◆ **Dataset excerpts**
---

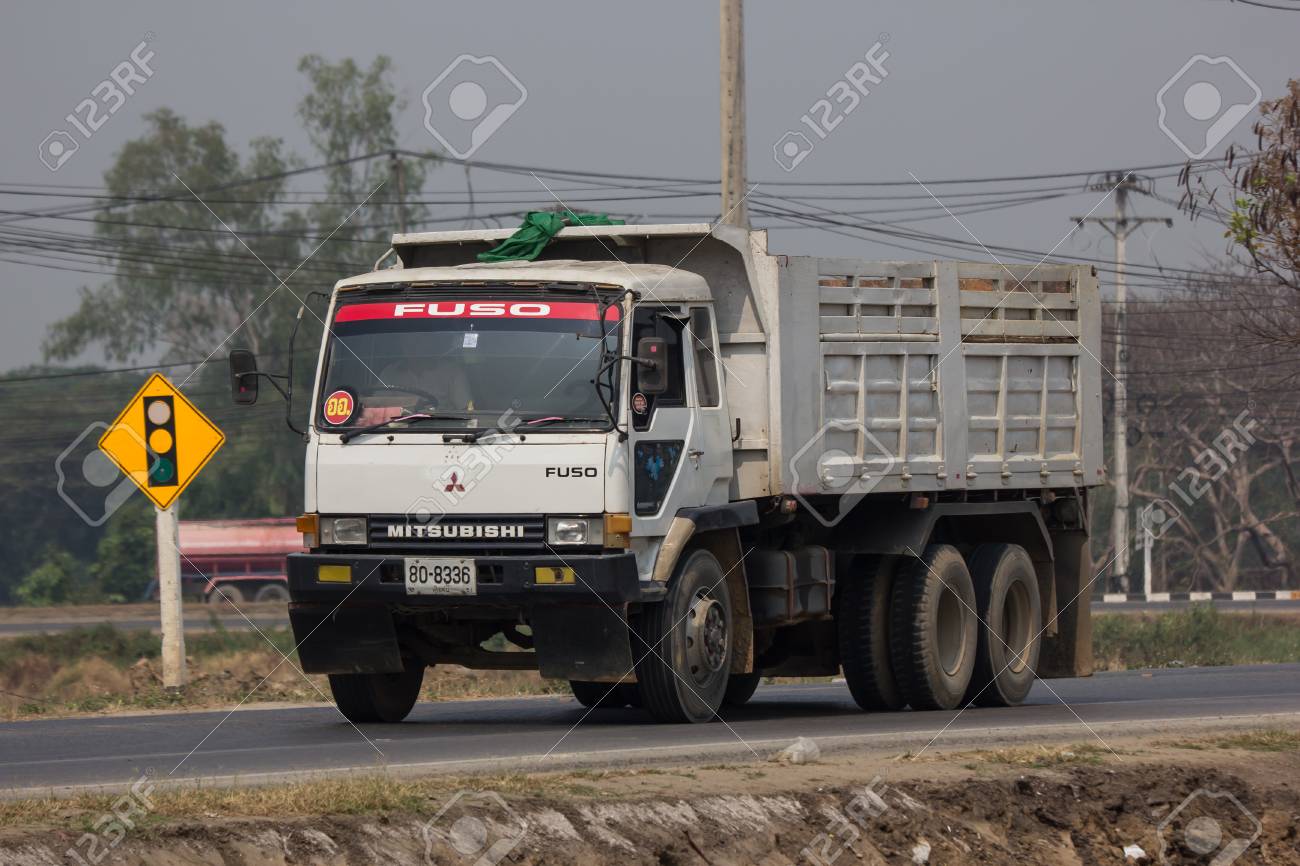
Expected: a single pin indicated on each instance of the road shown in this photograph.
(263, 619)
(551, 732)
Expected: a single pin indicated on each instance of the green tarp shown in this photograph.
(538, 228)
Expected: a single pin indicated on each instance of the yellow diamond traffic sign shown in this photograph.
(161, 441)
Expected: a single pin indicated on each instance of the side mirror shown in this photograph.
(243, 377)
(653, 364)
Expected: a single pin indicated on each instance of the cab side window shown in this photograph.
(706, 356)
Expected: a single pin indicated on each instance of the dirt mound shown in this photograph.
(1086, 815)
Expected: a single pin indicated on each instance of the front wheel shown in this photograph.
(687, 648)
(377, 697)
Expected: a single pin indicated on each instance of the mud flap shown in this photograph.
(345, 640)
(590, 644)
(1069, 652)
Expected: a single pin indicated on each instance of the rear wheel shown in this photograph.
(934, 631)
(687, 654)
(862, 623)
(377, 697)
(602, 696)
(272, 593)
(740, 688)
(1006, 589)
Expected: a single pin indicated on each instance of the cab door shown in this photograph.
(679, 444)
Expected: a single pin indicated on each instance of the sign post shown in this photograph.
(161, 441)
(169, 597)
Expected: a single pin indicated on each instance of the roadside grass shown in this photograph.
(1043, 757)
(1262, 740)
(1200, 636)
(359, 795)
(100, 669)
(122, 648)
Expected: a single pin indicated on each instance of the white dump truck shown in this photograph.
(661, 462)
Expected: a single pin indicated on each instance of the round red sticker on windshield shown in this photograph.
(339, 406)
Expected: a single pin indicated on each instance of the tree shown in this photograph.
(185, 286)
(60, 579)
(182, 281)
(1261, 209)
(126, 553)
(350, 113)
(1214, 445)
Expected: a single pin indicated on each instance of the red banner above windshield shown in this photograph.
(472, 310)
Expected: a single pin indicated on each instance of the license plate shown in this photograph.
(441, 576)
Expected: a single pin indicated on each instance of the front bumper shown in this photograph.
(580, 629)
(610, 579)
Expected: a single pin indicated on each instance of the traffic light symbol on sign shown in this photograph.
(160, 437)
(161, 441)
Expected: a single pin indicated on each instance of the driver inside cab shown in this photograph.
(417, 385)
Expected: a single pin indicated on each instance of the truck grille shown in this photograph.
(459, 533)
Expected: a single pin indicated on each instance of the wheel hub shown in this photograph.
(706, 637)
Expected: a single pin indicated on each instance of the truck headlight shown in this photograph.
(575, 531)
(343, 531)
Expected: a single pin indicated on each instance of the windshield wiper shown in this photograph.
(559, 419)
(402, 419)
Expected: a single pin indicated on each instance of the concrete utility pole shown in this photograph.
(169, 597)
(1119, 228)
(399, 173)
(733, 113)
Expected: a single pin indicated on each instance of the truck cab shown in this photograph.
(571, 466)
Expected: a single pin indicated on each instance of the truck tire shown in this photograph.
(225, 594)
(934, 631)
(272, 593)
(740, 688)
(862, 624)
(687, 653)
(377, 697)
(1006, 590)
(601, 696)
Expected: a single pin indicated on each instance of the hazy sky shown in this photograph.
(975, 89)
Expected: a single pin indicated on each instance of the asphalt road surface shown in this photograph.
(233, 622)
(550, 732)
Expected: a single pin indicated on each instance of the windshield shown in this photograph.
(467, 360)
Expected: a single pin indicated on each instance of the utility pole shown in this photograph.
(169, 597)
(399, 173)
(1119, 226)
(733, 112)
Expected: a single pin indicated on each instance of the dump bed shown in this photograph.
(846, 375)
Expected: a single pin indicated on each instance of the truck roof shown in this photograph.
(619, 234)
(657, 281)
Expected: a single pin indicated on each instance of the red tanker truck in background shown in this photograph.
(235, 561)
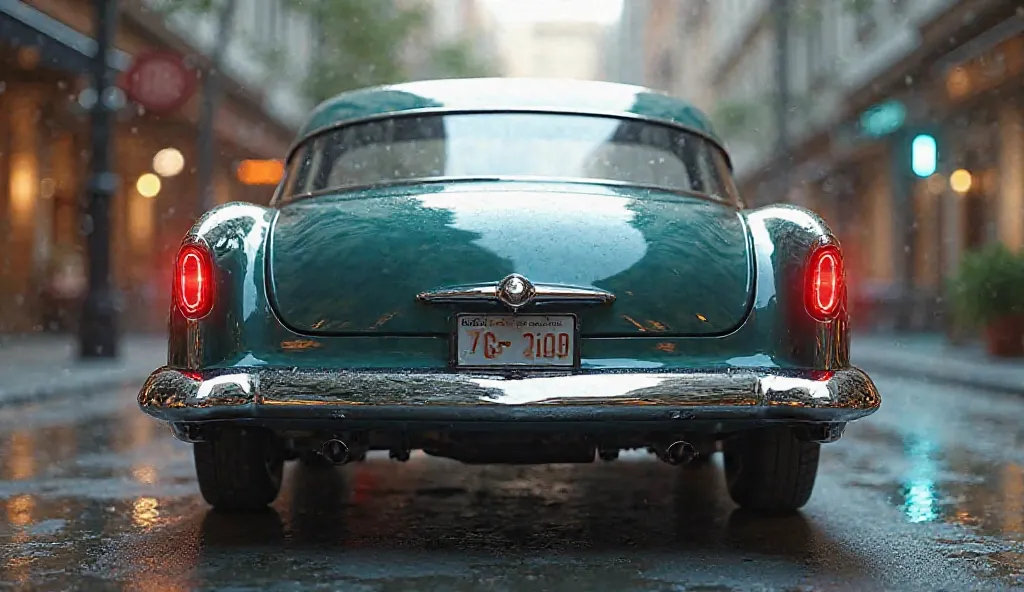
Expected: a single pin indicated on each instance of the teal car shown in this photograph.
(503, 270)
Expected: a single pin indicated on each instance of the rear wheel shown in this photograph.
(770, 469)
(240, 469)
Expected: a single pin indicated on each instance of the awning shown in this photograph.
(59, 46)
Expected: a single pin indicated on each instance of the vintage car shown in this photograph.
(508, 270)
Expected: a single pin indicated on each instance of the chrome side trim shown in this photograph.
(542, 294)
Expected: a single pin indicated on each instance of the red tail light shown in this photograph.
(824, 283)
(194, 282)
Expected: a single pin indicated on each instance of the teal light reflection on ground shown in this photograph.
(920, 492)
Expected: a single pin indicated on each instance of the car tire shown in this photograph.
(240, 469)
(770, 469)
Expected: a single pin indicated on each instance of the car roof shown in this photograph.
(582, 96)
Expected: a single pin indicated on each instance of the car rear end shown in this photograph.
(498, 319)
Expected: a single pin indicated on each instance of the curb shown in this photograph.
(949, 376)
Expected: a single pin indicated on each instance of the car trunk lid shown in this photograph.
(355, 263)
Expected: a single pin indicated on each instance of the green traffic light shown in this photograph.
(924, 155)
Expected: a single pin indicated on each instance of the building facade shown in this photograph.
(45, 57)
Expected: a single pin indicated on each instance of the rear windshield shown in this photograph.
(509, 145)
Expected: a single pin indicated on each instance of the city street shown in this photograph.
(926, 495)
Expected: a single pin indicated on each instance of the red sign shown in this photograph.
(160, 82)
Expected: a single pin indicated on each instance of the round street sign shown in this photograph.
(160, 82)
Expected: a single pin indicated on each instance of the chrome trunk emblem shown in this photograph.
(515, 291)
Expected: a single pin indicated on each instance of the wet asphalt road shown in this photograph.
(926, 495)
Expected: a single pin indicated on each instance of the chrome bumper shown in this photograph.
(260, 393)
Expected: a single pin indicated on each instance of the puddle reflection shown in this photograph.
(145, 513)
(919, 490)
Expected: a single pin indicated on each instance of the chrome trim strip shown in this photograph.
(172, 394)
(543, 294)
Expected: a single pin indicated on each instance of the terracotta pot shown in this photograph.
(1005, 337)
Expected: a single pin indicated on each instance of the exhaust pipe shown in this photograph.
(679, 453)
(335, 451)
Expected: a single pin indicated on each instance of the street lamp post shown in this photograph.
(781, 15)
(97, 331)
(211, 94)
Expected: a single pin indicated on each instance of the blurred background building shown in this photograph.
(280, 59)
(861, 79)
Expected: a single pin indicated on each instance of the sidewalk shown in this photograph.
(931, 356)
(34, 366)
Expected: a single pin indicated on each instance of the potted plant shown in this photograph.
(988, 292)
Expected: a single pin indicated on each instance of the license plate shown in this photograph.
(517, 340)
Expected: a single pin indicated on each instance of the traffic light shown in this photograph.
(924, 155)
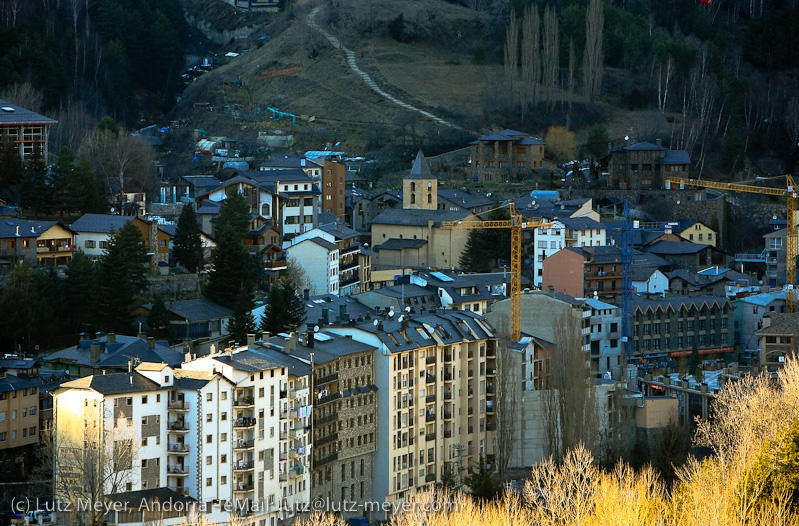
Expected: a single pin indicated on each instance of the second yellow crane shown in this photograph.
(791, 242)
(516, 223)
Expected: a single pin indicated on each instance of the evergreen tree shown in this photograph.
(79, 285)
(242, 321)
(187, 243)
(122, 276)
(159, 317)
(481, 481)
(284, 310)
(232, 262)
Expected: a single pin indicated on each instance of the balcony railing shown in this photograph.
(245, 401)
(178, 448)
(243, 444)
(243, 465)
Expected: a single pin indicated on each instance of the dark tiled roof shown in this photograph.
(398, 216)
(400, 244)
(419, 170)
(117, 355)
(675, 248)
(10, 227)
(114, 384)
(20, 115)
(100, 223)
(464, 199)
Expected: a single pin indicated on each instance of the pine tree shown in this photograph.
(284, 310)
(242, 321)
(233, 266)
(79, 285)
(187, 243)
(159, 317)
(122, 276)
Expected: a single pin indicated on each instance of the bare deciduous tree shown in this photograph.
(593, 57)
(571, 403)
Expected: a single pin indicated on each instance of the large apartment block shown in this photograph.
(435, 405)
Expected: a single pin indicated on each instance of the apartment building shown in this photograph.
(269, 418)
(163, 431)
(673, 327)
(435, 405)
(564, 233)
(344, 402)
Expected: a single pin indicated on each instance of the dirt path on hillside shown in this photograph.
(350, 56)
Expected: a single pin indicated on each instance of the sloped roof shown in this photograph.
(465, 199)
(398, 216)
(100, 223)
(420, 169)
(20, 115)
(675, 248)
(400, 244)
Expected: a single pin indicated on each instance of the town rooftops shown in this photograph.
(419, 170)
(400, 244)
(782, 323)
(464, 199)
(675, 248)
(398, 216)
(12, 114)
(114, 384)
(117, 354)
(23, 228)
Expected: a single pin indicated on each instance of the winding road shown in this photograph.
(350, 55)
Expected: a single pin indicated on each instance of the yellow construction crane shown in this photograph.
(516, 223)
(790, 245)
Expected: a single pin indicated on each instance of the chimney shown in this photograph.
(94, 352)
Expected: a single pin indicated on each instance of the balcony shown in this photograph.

---

◆ **What to work on**
Write out exactly the lines from the one containing "Expected: a single pin indicated on each instance of the town" through the end of the data, both included. Add nothing else.

◆ **Output of the task**
Expected: a single pin indicated on each instance of the town rooftops shown in this photograph.
(419, 170)
(400, 244)
(782, 323)
(464, 199)
(675, 248)
(398, 216)
(12, 114)
(114, 384)
(117, 354)
(23, 228)
Expected: a single pin indicated on each instance of the winding road shown in this photograph.
(350, 55)
Expected: a single pin indicated on each instance of the yellow construction crane shown in this photograph.
(516, 223)
(790, 245)
Expected: a single pin indicated on each instance of the chimney shown in this photograph.
(94, 352)
Expected: a single pin indicated on each instance of the balcony shown in this photograph.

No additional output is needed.